Textausschnitt
┏━━

Ein schmelzendes Hochhaus? Erwin Wurms Skulptur „Mies van der Rohe – melting" aus dem Jahr 2005 begrüsst die Eintretenden der Ausstellung „Hochhaus – Traum und Wirklichkeit". Sein Modell ironisiert die heroische Geste des Immer-Höher-Bauen-Wollens vieler Architekten und Bauherren. Um Höhe allein geht beim Wolkenkratzerboom also nicht, das macht die von Holzer Kobler Architekturen gestaltete Ausstellung von Beginn an deutlich. Vielmehr wird der Bautyp in Beziehung zur Stadt und den Menschen gesetzt. Die Szenografie nimmt auch das Motiv der Skyline auf und stapelt wie in einem barocken Theater die Themen in die Tiefe der grossen Ausstellungshalle. Das Material ist nach Städten und den Themen „Wohnen", „Fotografie", „Hybrid" und „Superhoch" geordnet. Vermittelt wird der Bautyp im Übrigen vor allem in grossformatigen Aufnahmen und dem einen oder anderen Modell, Pläne fehlen bis auf wenige Ausnahmen. Das ist konsequent, richtet sich doch der Kurator Andres Janser nicht nur an Architekten.

┗━━

Gespeicherte Einträge:
┏━━

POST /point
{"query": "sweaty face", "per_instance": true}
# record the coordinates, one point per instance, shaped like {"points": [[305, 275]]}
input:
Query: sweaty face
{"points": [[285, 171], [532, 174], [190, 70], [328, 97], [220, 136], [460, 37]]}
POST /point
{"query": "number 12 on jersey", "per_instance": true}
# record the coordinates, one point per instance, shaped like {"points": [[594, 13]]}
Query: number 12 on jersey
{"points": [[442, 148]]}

┗━━
┏━━

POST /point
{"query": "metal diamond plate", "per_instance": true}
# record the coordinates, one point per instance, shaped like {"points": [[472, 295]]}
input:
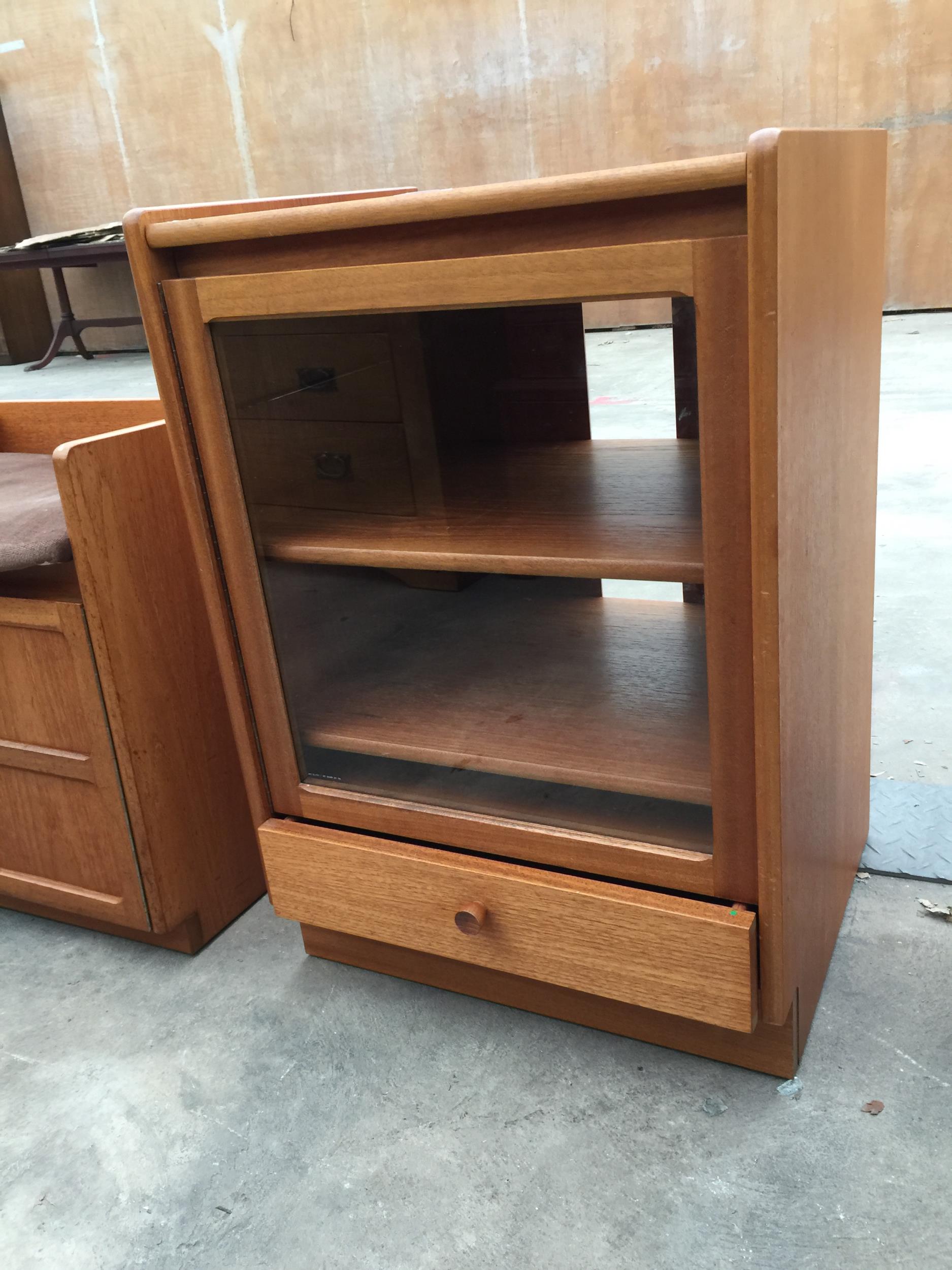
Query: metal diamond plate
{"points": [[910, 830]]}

┗━━

Aufgaben
**a.** Welches Büro hat laut dem Textausschnitt über die Hochhaus-Ausstellung die Ausstellung gestaltet?
**b.** Schreibe den Textausschnitt über die Hochhaus-Ausstellung im Anschluss an seinen letzten Satz weiter.

Erwartete Antworten
**a.** Holzer Kobler Architekturen.

**b.**
Auch Grösse allein ist nicht alles: Neben New York, London, Hongkong und Shanghai gilt auch Zürich als Fallbeispiel, das in der Ausstellung verhandelt wird. In der Schweizer Wirtschaftsmetropole, die knappe 400.000 Einwohner zählt, sind Hochhäuser an einer Hand abzuzählen. Nicht in der historischen Innenstadt, sondern weiter draussen sollen sie stehen, im Norden oder im ehemaligen Industriequartier Zürich West. So hält es das „Hochhaus-Leitbild" der Stadt seit 2001 fest. „Diskrete Urbanität" – unter diesem Stichwort wird der Fall Zürich verhandelt. Denn die sparsam gesetzten Hochhäuser bieten, anders als in asiatischen Metropolen, wo sie Wohnraum für Viele schaffen, schicke urbane Wohnungen oder zentrumsnahe Arbeitsplätze. Und sie entstehen nur, wenn sie den Vorgaben des städtebaulichen Mehrwerts genügen.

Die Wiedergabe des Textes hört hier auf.